## Extracted material
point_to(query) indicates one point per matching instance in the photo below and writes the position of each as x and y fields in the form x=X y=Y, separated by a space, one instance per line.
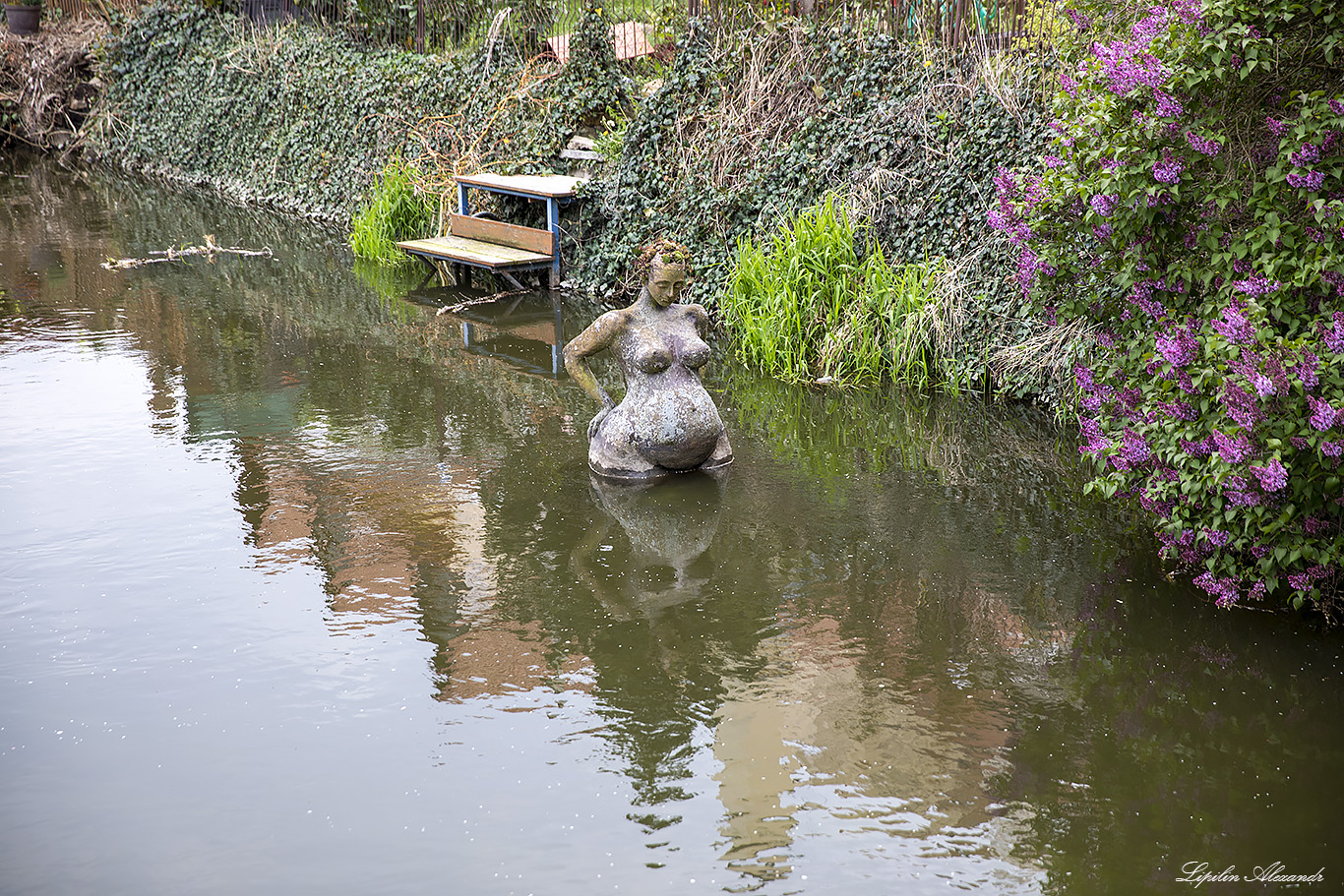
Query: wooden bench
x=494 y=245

--

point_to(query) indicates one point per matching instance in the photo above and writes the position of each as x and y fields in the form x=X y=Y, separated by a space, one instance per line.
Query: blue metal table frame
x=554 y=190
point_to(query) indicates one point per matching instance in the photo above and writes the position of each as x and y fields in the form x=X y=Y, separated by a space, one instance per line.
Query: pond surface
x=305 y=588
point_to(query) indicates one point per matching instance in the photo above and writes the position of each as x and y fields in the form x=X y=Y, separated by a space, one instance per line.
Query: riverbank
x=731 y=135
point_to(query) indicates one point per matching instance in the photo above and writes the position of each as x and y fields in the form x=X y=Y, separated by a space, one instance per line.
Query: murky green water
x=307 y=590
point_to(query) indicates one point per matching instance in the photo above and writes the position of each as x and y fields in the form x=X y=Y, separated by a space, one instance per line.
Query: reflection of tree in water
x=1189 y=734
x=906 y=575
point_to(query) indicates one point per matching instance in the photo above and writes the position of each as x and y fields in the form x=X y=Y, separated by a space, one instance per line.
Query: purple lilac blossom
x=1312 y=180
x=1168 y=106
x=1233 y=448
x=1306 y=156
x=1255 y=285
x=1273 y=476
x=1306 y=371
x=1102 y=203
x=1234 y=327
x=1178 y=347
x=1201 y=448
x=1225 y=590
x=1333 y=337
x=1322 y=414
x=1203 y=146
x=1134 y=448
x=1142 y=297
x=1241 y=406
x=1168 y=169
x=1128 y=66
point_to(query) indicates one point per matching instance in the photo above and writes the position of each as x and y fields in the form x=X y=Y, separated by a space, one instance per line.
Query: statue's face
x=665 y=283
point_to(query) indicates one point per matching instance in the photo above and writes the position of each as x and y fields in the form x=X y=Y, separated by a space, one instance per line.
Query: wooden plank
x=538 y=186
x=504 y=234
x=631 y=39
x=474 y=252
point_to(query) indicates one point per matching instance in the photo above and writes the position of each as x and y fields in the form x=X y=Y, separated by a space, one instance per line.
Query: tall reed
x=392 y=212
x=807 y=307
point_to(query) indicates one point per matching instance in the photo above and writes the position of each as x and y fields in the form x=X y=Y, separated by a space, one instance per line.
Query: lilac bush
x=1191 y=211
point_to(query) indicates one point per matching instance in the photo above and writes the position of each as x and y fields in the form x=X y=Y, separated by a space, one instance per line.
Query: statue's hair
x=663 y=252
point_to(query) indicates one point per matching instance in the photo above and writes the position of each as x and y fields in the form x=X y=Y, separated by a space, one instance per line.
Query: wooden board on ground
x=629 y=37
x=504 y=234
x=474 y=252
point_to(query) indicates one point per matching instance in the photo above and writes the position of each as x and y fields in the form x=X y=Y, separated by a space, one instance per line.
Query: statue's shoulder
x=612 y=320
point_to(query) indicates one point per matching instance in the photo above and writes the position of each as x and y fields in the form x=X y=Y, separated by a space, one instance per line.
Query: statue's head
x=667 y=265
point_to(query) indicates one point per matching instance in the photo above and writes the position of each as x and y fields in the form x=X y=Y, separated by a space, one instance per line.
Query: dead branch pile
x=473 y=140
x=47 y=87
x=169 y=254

## Task prompt
Repeat the listing from the line containing "the photo below" through the line containing "x=494 y=245", replacing "wooden bench" with "park bench" and leaving everything else unchanged. Leave the pictures out.

## Solution to the problem
point_to(query) indicates one point per matching instance in the photo below and writes the position of each as x and y fields in the form x=X y=Y, separated by a space, one instance per line.
Query: park bench
x=494 y=245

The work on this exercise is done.